WRITTEN REQUEST: Rewrite the lines below, substituting "nonzero winding fill" for every occurrence of "even-odd fill" and changing nothing else, and leave the pictures out of your answer.
[Start AVAILABLE DATA]
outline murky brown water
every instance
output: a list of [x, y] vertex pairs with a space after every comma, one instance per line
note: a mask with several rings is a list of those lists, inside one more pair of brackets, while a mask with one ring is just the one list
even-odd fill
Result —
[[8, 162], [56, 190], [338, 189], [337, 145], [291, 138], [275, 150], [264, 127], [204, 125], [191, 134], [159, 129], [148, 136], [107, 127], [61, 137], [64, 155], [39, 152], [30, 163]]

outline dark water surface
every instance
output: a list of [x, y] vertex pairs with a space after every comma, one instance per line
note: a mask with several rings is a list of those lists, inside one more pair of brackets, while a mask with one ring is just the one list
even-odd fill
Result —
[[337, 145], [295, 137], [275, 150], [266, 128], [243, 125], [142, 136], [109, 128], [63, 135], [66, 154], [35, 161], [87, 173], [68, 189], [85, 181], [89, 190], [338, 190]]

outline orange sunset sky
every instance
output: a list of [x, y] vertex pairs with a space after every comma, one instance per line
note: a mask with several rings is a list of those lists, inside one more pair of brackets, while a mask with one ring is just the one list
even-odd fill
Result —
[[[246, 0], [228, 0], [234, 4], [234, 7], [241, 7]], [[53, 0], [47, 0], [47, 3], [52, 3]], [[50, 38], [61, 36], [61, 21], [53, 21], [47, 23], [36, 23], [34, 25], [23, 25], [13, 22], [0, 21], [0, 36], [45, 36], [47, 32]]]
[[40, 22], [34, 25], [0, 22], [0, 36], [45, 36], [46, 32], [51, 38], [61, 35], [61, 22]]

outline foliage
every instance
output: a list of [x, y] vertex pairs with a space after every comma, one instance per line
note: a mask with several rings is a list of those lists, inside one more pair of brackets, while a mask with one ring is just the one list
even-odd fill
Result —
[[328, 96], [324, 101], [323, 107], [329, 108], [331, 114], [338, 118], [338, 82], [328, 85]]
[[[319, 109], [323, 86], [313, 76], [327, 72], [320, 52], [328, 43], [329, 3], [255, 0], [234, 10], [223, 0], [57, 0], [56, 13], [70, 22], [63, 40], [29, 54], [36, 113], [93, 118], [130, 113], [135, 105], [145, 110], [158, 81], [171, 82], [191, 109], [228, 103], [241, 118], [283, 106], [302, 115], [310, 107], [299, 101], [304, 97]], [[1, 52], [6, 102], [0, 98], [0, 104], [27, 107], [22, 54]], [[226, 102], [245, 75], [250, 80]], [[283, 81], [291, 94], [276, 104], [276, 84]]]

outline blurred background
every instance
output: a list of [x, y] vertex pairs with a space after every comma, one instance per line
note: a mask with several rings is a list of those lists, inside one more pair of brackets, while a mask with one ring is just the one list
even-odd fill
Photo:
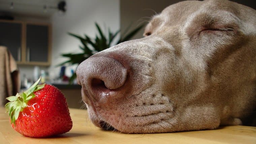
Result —
[[[11, 79], [18, 80], [12, 80], [13, 85], [20, 82], [16, 86], [22, 90], [41, 76], [41, 82], [53, 84], [61, 89], [70, 107], [81, 108], [83, 103], [81, 101], [81, 87], [77, 85], [75, 79], [69, 80], [75, 74], [80, 61], [75, 59], [76, 55], [63, 54], [82, 54], [81, 58], [89, 56], [85, 52], [87, 44], [82, 42], [88, 40], [85, 34], [95, 43], [97, 41], [94, 40], [96, 35], [102, 38], [95, 22], [105, 34], [108, 43], [107, 36], [113, 36], [120, 30], [116, 33], [113, 42], [109, 43], [109, 46], [118, 43], [133, 30], [134, 32], [132, 37], [127, 38], [141, 38], [143, 23], [165, 7], [180, 1], [0, 0], [0, 46], [5, 47], [2, 47], [8, 52], [2, 52], [10, 54], [12, 56], [9, 57], [13, 57], [17, 65], [12, 65], [11, 59], [6, 57], [6, 54], [1, 54], [1, 62], [5, 64], [2, 65], [7, 66], [6, 61], [9, 60], [9, 66], [14, 67], [9, 69], [10, 75], [6, 71], [3, 72], [3, 77], [0, 77], [3, 79], [0, 79], [3, 83], [0, 83], [0, 87], [8, 88], [5, 79], [9, 76]], [[233, 1], [255, 9], [256, 7], [255, 1]], [[92, 50], [92, 54], [100, 51], [100, 48], [96, 51], [91, 45], [88, 46]], [[71, 62], [61, 64], [70, 60]], [[15, 77], [13, 74], [17, 70], [19, 76]], [[14, 93], [14, 88], [11, 89]]]

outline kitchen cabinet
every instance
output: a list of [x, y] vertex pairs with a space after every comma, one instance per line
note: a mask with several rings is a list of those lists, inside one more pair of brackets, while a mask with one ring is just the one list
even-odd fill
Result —
[[0, 20], [0, 45], [18, 65], [51, 64], [52, 27], [49, 24]]

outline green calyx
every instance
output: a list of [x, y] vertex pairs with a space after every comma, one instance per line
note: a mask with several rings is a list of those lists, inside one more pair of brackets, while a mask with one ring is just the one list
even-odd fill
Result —
[[40, 90], [44, 86], [45, 83], [38, 85], [40, 78], [30, 87], [21, 93], [17, 93], [16, 95], [8, 97], [6, 99], [10, 102], [5, 104], [6, 113], [9, 113], [10, 118], [11, 124], [15, 125], [15, 121], [18, 119], [20, 112], [27, 106], [29, 101], [35, 97], [35, 95], [33, 92]]

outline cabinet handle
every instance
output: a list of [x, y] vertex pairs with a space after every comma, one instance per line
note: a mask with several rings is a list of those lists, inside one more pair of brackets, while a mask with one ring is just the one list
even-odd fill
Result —
[[30, 50], [29, 49], [29, 47], [28, 47], [27, 48], [27, 61], [29, 62], [30, 60], [30, 56], [29, 55], [30, 54]]
[[21, 47], [19, 47], [18, 48], [18, 61], [21, 61]]

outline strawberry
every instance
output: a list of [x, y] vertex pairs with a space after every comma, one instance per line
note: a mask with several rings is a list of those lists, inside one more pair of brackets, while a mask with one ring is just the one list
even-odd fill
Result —
[[11, 126], [26, 136], [47, 137], [69, 131], [72, 123], [66, 98], [57, 88], [37, 84], [6, 99]]

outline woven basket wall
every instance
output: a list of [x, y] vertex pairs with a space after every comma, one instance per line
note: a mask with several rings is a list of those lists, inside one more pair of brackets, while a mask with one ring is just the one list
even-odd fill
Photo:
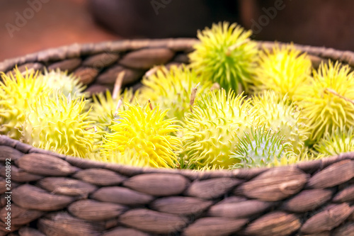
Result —
[[[60, 68], [92, 93], [125, 86], [156, 64], [188, 63], [193, 39], [74, 45], [0, 63]], [[260, 43], [271, 47], [271, 43]], [[354, 53], [296, 45], [317, 67], [354, 67]], [[11, 163], [11, 230], [6, 230]], [[142, 169], [59, 155], [0, 136], [0, 235], [354, 235], [354, 154], [297, 165], [196, 172]]]

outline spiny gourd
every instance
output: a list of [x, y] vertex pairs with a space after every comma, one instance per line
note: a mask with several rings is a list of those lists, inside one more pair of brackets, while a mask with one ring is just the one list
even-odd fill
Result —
[End AVAILABLE DATA]
EXERCISE OUTPUT:
outline murky brown water
every instance
output: a list of [x, y] vertex pairs with a space after every comma, one instance per line
note: a mask with several rings is a list of those lists, inside one more pair of brackets, while a mask with one ring is just the one list
nonzero winding fill
Result —
[[8, 162], [56, 190], [338, 189], [337, 145], [291, 138], [275, 150], [264, 127], [204, 125], [191, 134], [159, 129], [148, 136], [107, 127], [61, 137], [64, 155], [39, 152], [30, 163]]

outline dark water surface
every instance
output: a list of [x, y] vertex pairs with a space after every comma, one instance per line
note: a mask with several rings is a list of those lists, inside one more pair of brackets, while a mask with one ring is just the one list
nonzero winding fill
Result —
[[337, 145], [295, 137], [275, 150], [266, 128], [243, 125], [142, 136], [109, 128], [63, 135], [66, 154], [35, 161], [87, 173], [68, 189], [85, 181], [89, 190], [338, 190]]

outline orange sunset sky
every instance
output: a list of [x, y] vertex pairs with a space after every comma, one instance per line
note: a mask with several rings is a list of those lists, inside one more pair of brackets, while a mask with one ring is just the one list
nonzero winding fill
Result —
[[[246, 0], [228, 0], [234, 4], [234, 7], [241, 7]], [[53, 0], [47, 0], [47, 3], [52, 3]], [[50, 38], [61, 36], [61, 21], [53, 21], [47, 23], [36, 23], [34, 25], [23, 25], [13, 22], [0, 21], [0, 36], [45, 36], [47, 32]]]
[[40, 22], [34, 25], [0, 22], [0, 36], [45, 36], [46, 32], [51, 38], [61, 35], [61, 22]]

outline foliage
every instance
output: a list of [x, y] vertex pairs with a space after every comma, one instance per line
note: a mask with several rings is a list of those lists, inside one more pair of brackets, while a mask with one ring is just the one list
nonzero winding fill
Result —
[[328, 96], [324, 101], [323, 107], [329, 108], [331, 114], [338, 118], [338, 82], [328, 85]]
[[[319, 109], [323, 86], [313, 76], [327, 72], [320, 52], [328, 43], [329, 3], [255, 0], [234, 10], [223, 0], [57, 0], [56, 13], [70, 22], [63, 40], [29, 54], [36, 113], [93, 118], [130, 113], [135, 105], [145, 110], [158, 81], [171, 82], [191, 109], [228, 103], [241, 118], [283, 106], [302, 115], [310, 107], [299, 101], [304, 97]], [[1, 52], [6, 102], [0, 98], [0, 104], [27, 107], [22, 54]], [[226, 102], [245, 75], [250, 80]], [[283, 81], [291, 94], [276, 104], [276, 84]]]

outline blurred background
every instance
output: a list of [x, y] vertex pairs with a space after every comma, one instance per line
note: a mask with several rings is a list of those lists, inside one more pair of brackets, while a mask with one ring is just the one list
nonzero winding fill
Photo:
Result —
[[[11, 79], [18, 80], [12, 80], [13, 85], [20, 82], [16, 86], [22, 90], [41, 76], [41, 82], [53, 84], [61, 89], [70, 107], [81, 108], [83, 103], [81, 101], [81, 87], [77, 85], [75, 79], [69, 80], [75, 74], [80, 61], [75, 59], [76, 55], [63, 54], [82, 54], [81, 58], [89, 56], [85, 52], [87, 44], [82, 42], [88, 40], [85, 34], [95, 43], [97, 41], [94, 40], [96, 35], [102, 38], [95, 22], [105, 34], [108, 43], [107, 36], [113, 36], [120, 30], [116, 33], [113, 42], [109, 43], [109, 46], [118, 43], [133, 30], [134, 32], [132, 37], [127, 38], [141, 38], [143, 23], [165, 7], [180, 1], [0, 0], [0, 46], [5, 47], [2, 47], [8, 52], [2, 52], [10, 54], [12, 56], [9, 57], [13, 57], [17, 65], [12, 65], [11, 59], [6, 57], [6, 54], [1, 54], [1, 62], [5, 64], [2, 65], [7, 66], [6, 61], [9, 60], [9, 66], [14, 67], [9, 69], [10, 75], [6, 71], [3, 72], [3, 77], [0, 77], [3, 79], [0, 79], [3, 83], [0, 83], [0, 87], [8, 88], [5, 79], [9, 76]], [[233, 1], [255, 9], [256, 7], [255, 1]], [[92, 50], [92, 54], [100, 51], [100, 48], [96, 51], [91, 45], [88, 46]], [[71, 62], [61, 64], [70, 60]], [[15, 77], [13, 74], [17, 70], [19, 76]], [[14, 93], [14, 88], [11, 89]]]

outline kitchen cabinet
every instance
output: a list of [x, y] vertex pairs with a space after every comma, one instance per line
note: a mask with several rings is a list of those lists, inside one more pair of brackets, while a mask with one ring is just the one list
nonzero winding fill
Result —
[[0, 20], [0, 45], [18, 65], [51, 64], [52, 27], [49, 24]]

outline green calyx
every instance
output: a list of [x, y] vertex pairs with a space after every comma, one instance per line
note: a mask with several rings is a list of those lists, inside one more pair of brackets, while a mask with one ring is just the one list
nonzero winding fill
Result —
[[40, 90], [44, 86], [45, 83], [38, 85], [40, 78], [30, 87], [21, 93], [17, 93], [16, 95], [8, 97], [6, 99], [10, 102], [5, 104], [6, 113], [9, 113], [10, 118], [11, 124], [15, 125], [15, 121], [18, 119], [20, 112], [27, 106], [29, 101], [35, 97], [35, 95], [33, 92]]

outline cabinet handle
every instance
output: a list of [x, y] vertex pairs with a space after every comma, one instance per line
note: a mask with several rings is a list of those lists, inside one more pair of brackets, while a mask with one ring is just the one list
nonzero winding fill
Result —
[[30, 50], [29, 49], [29, 47], [28, 47], [27, 48], [27, 61], [29, 62], [30, 60], [30, 56], [29, 55], [30, 54]]
[[21, 47], [19, 47], [18, 48], [18, 61], [21, 61]]

outline strawberry
every instance
output: a list of [x, y] vertex pairs with a space after every comma, one instance per line
note: a mask with several rings is a list of those lists, inside one more pair of brackets, while a mask with one ring is just the one list
nonzero winding fill
Result —
[[11, 126], [26, 136], [47, 137], [69, 131], [72, 123], [66, 98], [57, 88], [37, 84], [6, 99]]

outline woven basket wall
every instance
output: a list of [x, y] vertex pairs with a space after every comma, one instance per line
note: a mask with several rings is a list of those lists, inside one more pair of brackets, while a mask with one ring is just the one list
nonzero winding fill
Photo:
Result —
[[[60, 68], [92, 93], [125, 86], [156, 64], [188, 63], [193, 39], [74, 45], [0, 63]], [[260, 43], [271, 47], [271, 43]], [[354, 53], [296, 45], [317, 67], [354, 67]], [[11, 163], [11, 230], [6, 230]], [[142, 169], [59, 155], [0, 136], [0, 235], [354, 235], [354, 154], [297, 165], [196, 172]]]

outline spiny gourd
every instance
output: a list of [x, y] vertex pairs with a space after every comma, one instance per line
note: a mask with several rings is a list of those lists, inside one more pair of brackets, while a mask with one ring is just the one list
nonzero winding fill
Result —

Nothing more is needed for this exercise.